** start of Materials provided **
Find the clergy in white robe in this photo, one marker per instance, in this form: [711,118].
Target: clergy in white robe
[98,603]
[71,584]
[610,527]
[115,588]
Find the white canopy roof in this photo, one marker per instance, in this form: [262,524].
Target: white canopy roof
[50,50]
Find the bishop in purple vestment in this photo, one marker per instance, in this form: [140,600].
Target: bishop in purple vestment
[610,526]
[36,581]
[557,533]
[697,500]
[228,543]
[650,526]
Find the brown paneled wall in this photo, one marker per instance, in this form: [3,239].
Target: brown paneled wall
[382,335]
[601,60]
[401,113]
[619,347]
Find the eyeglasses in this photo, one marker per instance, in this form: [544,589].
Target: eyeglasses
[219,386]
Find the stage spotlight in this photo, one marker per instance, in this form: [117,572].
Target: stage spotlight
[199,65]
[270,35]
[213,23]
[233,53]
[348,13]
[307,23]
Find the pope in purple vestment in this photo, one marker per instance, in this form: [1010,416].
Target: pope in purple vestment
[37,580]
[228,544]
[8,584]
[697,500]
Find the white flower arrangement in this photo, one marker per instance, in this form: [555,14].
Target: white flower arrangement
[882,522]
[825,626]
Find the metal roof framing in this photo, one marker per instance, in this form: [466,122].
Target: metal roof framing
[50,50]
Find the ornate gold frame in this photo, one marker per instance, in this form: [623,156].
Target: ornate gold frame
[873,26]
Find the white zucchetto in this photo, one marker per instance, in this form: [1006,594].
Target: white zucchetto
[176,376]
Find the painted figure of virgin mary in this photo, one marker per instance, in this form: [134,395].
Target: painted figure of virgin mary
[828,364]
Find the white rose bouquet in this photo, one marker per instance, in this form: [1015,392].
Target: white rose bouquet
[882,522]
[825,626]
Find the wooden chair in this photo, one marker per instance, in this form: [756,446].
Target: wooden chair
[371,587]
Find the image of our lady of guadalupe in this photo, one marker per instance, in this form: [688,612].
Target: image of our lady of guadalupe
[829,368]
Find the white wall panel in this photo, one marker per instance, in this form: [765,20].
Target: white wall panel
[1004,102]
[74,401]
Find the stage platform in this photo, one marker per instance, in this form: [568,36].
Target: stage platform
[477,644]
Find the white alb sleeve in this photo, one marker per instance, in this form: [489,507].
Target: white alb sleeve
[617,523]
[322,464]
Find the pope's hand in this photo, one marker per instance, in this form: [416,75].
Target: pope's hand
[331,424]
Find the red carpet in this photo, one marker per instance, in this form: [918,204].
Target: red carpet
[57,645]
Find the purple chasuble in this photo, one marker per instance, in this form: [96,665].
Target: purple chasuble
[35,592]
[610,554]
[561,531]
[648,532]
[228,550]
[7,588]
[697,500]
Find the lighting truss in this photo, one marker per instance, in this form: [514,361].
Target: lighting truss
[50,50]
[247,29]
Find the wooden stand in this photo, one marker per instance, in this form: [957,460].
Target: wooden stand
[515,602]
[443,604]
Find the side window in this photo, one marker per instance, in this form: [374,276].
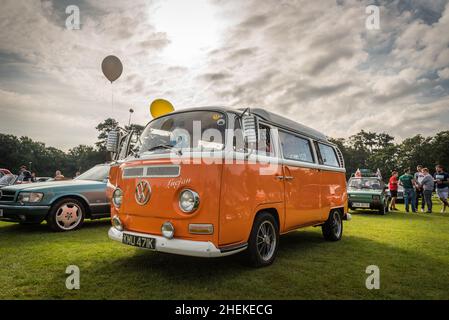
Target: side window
[238,144]
[264,143]
[295,148]
[328,156]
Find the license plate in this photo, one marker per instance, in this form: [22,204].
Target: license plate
[138,241]
[360,205]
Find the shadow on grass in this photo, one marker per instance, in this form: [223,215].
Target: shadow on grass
[17,229]
[398,215]
[305,260]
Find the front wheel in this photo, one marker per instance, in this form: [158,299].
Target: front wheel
[66,215]
[333,228]
[264,240]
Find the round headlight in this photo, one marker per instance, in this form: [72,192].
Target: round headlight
[168,231]
[189,201]
[117,197]
[117,223]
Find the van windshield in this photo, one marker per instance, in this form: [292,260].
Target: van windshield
[365,183]
[193,130]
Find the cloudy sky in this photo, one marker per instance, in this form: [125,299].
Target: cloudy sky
[312,61]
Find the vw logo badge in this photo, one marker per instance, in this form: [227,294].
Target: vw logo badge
[143,192]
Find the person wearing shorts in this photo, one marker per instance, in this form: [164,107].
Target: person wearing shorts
[407,180]
[393,187]
[427,185]
[442,186]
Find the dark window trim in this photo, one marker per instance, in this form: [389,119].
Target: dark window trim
[317,143]
[314,160]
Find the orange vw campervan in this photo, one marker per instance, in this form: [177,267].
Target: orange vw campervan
[212,182]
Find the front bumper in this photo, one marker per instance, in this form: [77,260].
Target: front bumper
[23,213]
[373,205]
[204,249]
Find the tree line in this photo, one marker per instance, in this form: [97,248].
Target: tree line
[365,149]
[371,150]
[16,151]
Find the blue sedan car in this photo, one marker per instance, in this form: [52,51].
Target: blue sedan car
[64,204]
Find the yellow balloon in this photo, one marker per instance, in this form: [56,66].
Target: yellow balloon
[160,107]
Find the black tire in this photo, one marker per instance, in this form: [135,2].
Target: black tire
[333,228]
[263,254]
[29,223]
[57,214]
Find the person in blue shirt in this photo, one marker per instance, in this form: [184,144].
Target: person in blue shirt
[442,186]
[407,180]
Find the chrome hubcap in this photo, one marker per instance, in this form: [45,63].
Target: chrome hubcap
[68,216]
[266,240]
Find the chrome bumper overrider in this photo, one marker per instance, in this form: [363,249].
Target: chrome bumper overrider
[178,246]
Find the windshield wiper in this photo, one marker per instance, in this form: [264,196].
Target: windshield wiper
[161,146]
[164,146]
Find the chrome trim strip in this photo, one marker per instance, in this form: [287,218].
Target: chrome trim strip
[192,248]
[231,156]
[3,206]
[145,171]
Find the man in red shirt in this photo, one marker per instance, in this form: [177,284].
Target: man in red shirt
[393,186]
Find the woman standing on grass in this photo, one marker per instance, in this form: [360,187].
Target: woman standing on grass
[442,186]
[393,186]
[426,184]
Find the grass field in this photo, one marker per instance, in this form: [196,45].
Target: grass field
[411,250]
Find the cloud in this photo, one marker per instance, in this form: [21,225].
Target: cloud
[312,61]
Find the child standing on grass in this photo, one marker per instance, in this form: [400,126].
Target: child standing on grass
[442,186]
[426,185]
[408,182]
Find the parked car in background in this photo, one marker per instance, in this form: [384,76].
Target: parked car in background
[4,172]
[7,179]
[368,193]
[63,204]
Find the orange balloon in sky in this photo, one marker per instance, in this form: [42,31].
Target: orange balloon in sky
[160,107]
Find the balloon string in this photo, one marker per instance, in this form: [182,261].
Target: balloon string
[112,101]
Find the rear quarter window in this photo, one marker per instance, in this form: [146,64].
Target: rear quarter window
[328,155]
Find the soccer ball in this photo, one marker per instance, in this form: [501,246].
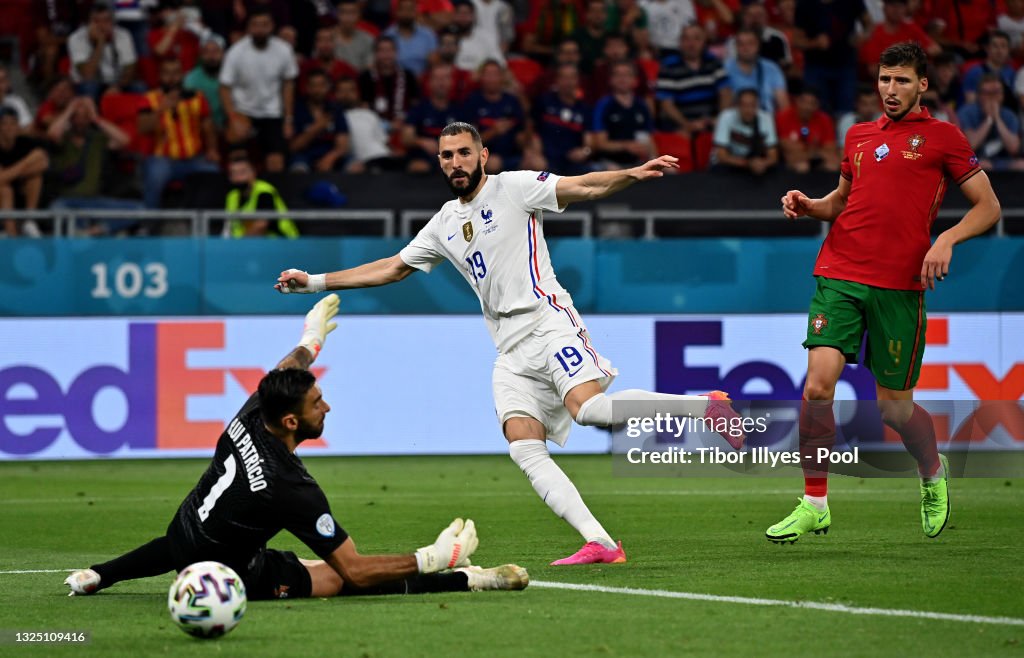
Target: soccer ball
[207,600]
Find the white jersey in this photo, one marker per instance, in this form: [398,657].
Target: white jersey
[497,242]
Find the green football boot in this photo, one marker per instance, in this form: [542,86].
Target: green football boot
[806,518]
[935,502]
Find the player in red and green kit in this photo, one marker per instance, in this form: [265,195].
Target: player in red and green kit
[872,271]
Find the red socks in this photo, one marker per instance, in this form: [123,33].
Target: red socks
[817,430]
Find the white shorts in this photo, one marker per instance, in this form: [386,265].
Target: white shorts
[532,379]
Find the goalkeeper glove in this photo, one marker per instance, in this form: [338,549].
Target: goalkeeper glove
[318,323]
[289,281]
[454,546]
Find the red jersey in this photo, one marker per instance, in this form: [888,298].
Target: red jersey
[898,172]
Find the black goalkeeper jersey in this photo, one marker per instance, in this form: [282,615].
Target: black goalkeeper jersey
[253,489]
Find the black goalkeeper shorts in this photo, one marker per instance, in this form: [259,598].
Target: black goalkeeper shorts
[276,574]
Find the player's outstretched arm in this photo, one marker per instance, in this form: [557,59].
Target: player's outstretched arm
[984,213]
[796,204]
[382,272]
[314,333]
[599,184]
[453,549]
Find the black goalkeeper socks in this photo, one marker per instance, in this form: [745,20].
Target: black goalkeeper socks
[422,583]
[148,560]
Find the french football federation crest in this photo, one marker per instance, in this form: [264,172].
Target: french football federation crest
[819,322]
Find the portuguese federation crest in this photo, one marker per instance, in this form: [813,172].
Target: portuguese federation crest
[819,322]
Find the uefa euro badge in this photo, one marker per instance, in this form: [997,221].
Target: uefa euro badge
[914,141]
[819,322]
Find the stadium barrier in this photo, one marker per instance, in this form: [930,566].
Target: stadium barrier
[187,276]
[84,388]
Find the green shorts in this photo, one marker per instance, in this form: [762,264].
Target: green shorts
[895,321]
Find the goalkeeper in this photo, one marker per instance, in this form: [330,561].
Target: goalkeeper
[256,486]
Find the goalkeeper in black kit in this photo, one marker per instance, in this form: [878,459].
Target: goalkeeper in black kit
[256,486]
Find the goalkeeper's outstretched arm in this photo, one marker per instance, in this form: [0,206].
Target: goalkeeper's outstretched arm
[318,324]
[382,272]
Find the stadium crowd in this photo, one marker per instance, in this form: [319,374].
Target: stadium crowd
[114,105]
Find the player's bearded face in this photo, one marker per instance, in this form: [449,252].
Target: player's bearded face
[461,182]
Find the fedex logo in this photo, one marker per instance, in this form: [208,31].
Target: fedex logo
[156,386]
[676,371]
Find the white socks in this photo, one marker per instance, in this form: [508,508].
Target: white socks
[556,489]
[819,501]
[599,411]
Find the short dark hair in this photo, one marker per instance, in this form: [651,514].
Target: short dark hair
[906,53]
[282,392]
[460,127]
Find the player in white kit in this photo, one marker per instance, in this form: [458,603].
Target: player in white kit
[547,371]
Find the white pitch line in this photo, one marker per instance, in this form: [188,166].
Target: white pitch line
[811,605]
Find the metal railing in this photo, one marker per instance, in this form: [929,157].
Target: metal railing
[75,222]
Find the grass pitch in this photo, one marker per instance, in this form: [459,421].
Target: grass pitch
[687,535]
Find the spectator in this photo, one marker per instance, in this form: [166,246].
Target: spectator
[807,135]
[1012,22]
[448,49]
[692,86]
[415,42]
[59,96]
[499,117]
[591,35]
[749,71]
[961,25]
[896,27]
[13,101]
[628,18]
[616,49]
[257,89]
[622,125]
[80,165]
[23,163]
[991,129]
[561,121]
[744,136]
[495,22]
[184,139]
[133,16]
[205,77]
[550,23]
[774,43]
[475,46]
[101,54]
[667,18]
[324,57]
[867,108]
[249,194]
[385,87]
[54,22]
[996,62]
[352,45]
[825,31]
[944,80]
[426,121]
[321,141]
[370,150]
[170,38]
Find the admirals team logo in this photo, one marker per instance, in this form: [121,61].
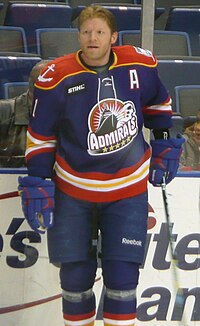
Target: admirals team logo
[112,126]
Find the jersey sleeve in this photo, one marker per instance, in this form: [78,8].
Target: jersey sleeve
[157,108]
[42,133]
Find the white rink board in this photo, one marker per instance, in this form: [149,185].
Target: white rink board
[29,286]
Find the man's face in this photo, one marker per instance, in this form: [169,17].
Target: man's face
[96,39]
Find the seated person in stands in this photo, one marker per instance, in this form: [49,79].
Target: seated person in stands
[14,118]
[190,159]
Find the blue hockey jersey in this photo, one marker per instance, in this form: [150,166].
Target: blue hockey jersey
[86,127]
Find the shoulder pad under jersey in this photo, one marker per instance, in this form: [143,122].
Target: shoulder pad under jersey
[128,54]
[56,70]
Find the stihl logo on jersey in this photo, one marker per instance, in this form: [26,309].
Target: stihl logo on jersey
[113,125]
[75,89]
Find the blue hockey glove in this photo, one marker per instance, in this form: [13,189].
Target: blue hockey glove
[165,159]
[37,197]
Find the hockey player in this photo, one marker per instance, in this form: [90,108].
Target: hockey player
[85,140]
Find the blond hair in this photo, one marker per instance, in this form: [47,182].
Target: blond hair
[98,12]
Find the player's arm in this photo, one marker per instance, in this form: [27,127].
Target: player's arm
[37,192]
[166,151]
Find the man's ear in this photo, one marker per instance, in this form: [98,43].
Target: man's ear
[114,38]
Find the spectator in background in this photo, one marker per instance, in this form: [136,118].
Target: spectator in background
[14,119]
[190,158]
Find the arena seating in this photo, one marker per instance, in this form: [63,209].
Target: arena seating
[55,42]
[165,42]
[187,20]
[13,39]
[15,69]
[178,72]
[31,16]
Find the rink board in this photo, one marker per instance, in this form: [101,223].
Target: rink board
[30,293]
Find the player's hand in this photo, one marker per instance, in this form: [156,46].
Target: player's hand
[37,197]
[165,159]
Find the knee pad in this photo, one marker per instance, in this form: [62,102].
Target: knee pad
[76,297]
[78,276]
[120,275]
[120,295]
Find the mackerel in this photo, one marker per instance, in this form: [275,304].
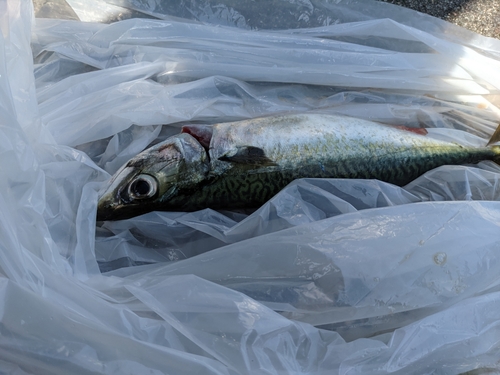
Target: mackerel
[243,164]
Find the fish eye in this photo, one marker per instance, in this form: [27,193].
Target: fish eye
[142,187]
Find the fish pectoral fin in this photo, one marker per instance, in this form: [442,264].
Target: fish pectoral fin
[250,155]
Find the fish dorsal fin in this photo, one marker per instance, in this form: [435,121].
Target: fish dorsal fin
[495,137]
[249,155]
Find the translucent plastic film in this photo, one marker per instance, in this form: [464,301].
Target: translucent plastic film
[330,276]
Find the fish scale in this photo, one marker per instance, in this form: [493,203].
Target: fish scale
[243,164]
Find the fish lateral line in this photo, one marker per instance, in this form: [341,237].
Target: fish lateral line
[495,137]
[248,155]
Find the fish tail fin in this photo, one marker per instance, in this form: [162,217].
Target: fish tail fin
[495,137]
[496,151]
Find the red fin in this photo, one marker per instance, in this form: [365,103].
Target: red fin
[202,133]
[421,131]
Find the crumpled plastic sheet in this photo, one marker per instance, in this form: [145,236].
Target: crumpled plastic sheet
[329,276]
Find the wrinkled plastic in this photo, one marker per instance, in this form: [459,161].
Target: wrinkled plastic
[329,276]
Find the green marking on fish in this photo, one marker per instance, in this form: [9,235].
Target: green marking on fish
[246,163]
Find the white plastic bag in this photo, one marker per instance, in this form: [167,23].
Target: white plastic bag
[330,276]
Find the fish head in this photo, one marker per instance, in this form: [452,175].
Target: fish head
[152,178]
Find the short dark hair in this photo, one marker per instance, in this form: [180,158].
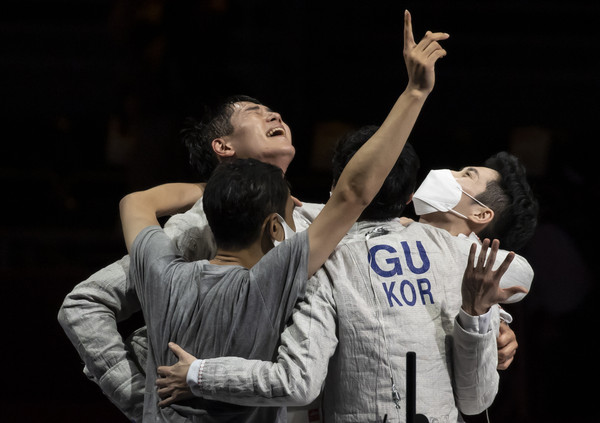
** end of Materials provided **
(Work instructions)
Pick out every line of the listing above that contains the string "hubcap", and copy each one. Matching is case-sensitive.

(Exercise solution)
Find the chrome hubcap in this photo, one marker per instance, in this form: [45,63].
Target: chrome hubcap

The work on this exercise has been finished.